On an equivalent barrel of oil (BOE) basis, sales volume decreased 20.7% from 113,080 BOE in 2009 to 89,637 BOE in 2010.

Expenses. Oil and gas production expense, which includes routine lease operating expense and workover expense, increased $104,000 (5.9%) in 2010 over 2009, primarily due to workover expenses increasing by $172,000 (61.4%) from 280,000 in 2009 to 452,000 in 2010.  This increase was partially offset by routine lease operating expense decreasing $68,000 (4.6%) from $1,478,000 in 2009 to $1,410,000 in 2010.  Despite this decrease, routine lease operating expense per BOE increased 20.4% from $13.07 in 2009 to $15.73 in 2010 due to the recovering oil and gas prices, corresponding increases in operating costs and because reported BOE sales were lower in 2010, as discussed above.  Workover expense per BOE also increased 103.2% from $2.48 in 2009 to $5.04 in 2010 largely due to increased workover operations in the Company’s south Texas waterflood fields during 2010 and because reported BOE sales were lower in 2010, as discussed above.

Production taxes, which are generally a percentage of sales revenue, increased $18,000 (4.7%) in 2010 compared to 2009.  Production taxes, as a percent of sales revenue remained consistent at 7.0% in 2009 and 7.0% in 2010.  

The overall lifting cost (oil and gas production expense and production taxes) per BOE increased 33.3% from $18.95 in 2009 to $25.27 in 2010.
 
Depreciation and depletion expense decreased $110,000 (11.6%) in 2010 compared to 2009 because reported BOE sales were lower in 2010, as discussed above.    

General and administrative (G&A) expense decreased $245,000 (18.1%) in 2010 from 2009.  The decrease primarily related to reductions in professional fees; which included investor relations costs, legal fees, accounting fees and Sarbanes-Oxley expenses.  The decrease also related to reductions in shareholder related expenses and other expenses including travel and franchise tax.  G&A expense per BOE increased 3.4% from $11.96 in 2009 to $12.36 in 2010. As a percent of total sales revenue, G&A expense decreased from 24.5% in 2009 to 19.3% in 2010.
━━━━━━
Please print the passage on 2010 oil and gas expenses from "Production taxes, which" to "7.0% in 2010.", word for word.

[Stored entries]
━━━━━━
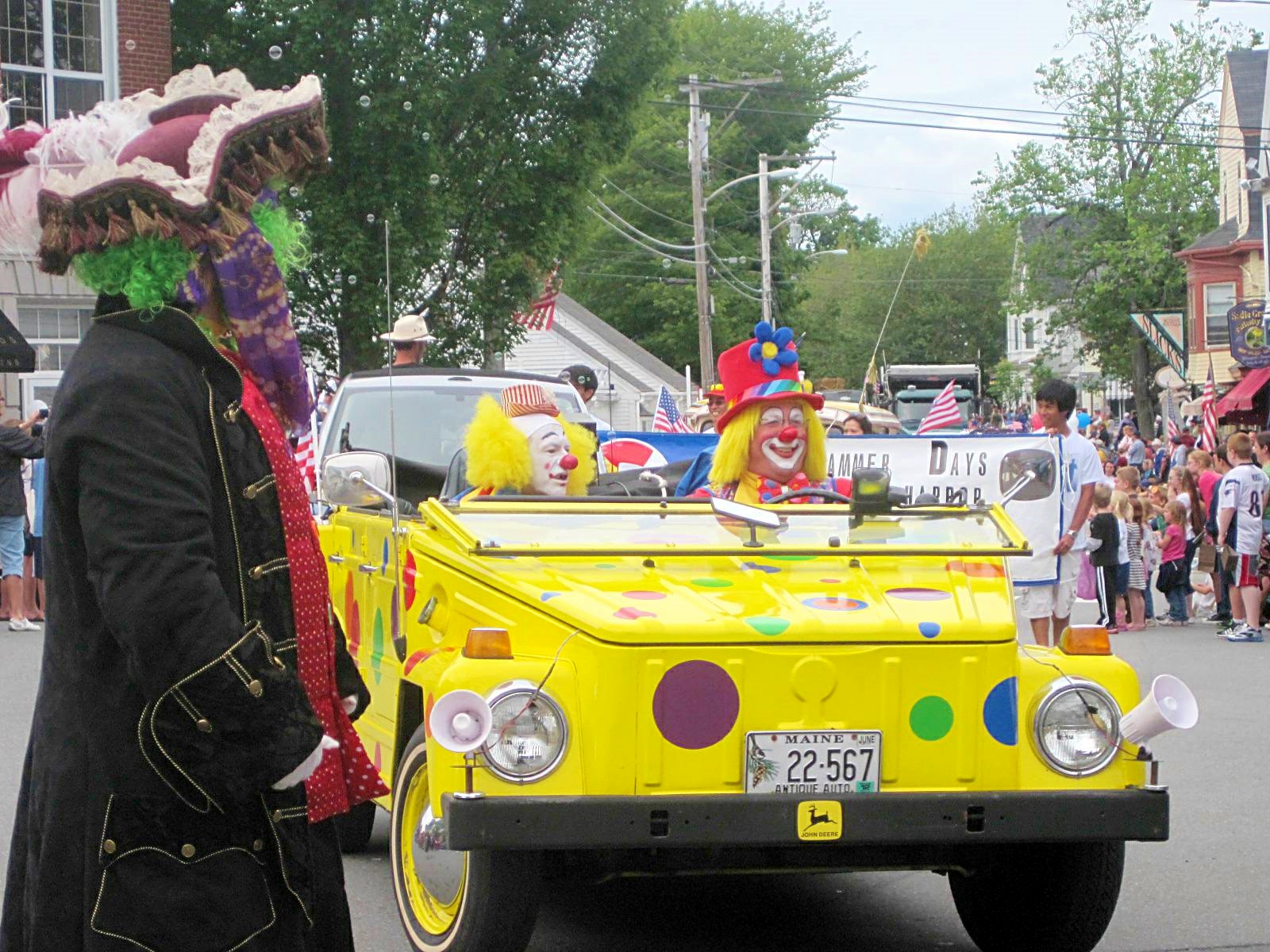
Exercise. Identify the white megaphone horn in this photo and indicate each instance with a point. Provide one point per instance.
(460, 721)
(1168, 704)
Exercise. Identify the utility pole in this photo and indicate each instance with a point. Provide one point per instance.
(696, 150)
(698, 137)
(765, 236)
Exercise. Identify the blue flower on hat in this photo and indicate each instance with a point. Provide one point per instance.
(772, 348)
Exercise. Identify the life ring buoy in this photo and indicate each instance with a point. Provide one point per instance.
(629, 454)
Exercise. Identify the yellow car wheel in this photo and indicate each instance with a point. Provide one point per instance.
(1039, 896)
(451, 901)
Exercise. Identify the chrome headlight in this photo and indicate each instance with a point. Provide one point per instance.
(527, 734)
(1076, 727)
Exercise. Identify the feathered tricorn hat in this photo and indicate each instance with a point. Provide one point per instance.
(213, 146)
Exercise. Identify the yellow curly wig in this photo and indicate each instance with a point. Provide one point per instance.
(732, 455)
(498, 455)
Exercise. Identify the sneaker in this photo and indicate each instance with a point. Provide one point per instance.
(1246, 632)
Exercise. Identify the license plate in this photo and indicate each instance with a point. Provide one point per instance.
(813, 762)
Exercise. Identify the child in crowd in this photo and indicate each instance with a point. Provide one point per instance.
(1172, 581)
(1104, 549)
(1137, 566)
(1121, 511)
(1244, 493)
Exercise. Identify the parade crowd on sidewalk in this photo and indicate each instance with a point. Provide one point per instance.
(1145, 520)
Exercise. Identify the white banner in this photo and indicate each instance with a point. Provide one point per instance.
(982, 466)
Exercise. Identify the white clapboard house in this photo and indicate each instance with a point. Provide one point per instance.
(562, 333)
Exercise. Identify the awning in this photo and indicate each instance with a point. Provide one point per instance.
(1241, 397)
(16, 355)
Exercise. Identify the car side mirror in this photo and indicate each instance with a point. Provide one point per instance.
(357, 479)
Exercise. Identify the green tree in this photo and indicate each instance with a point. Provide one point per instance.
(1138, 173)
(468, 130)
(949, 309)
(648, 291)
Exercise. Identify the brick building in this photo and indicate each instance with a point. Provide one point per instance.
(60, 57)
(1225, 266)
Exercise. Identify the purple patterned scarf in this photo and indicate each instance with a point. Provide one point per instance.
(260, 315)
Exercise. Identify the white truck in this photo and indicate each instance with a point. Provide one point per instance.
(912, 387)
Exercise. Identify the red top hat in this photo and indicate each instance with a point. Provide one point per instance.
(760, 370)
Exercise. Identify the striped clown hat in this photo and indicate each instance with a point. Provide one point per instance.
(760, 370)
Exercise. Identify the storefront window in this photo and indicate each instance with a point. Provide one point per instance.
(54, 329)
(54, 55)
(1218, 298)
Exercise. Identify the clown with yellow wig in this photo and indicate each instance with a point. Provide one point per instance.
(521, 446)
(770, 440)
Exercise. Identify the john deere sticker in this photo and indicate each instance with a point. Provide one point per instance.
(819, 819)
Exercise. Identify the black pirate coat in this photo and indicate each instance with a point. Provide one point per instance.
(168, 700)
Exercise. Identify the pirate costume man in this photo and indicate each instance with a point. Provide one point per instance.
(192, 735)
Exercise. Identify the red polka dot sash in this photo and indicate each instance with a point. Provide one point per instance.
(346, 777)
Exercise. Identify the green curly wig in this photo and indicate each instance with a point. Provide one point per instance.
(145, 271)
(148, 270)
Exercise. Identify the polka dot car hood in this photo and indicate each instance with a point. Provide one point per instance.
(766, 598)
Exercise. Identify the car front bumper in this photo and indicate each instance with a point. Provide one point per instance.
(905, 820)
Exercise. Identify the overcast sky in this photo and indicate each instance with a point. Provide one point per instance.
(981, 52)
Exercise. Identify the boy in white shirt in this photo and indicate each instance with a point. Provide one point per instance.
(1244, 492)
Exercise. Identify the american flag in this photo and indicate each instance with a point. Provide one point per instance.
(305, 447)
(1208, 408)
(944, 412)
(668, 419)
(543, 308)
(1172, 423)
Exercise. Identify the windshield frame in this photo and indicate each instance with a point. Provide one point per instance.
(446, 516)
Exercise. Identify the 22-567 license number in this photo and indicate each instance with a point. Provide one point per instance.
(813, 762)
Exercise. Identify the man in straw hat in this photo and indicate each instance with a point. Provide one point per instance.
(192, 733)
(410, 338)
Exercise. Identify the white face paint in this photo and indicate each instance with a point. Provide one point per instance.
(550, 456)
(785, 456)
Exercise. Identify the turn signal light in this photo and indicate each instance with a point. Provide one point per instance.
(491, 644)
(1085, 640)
━━━━━━
SOLUTION TO THIS PROBLEM:
Production taxes, which are generally a percentage of sales revenue, increased $18,000 (4.7%) in 2010 compared to 2009.  Production taxes, as a percent of sales revenue remained consistent at 7.0% in 2009 and 7.0% in 2010.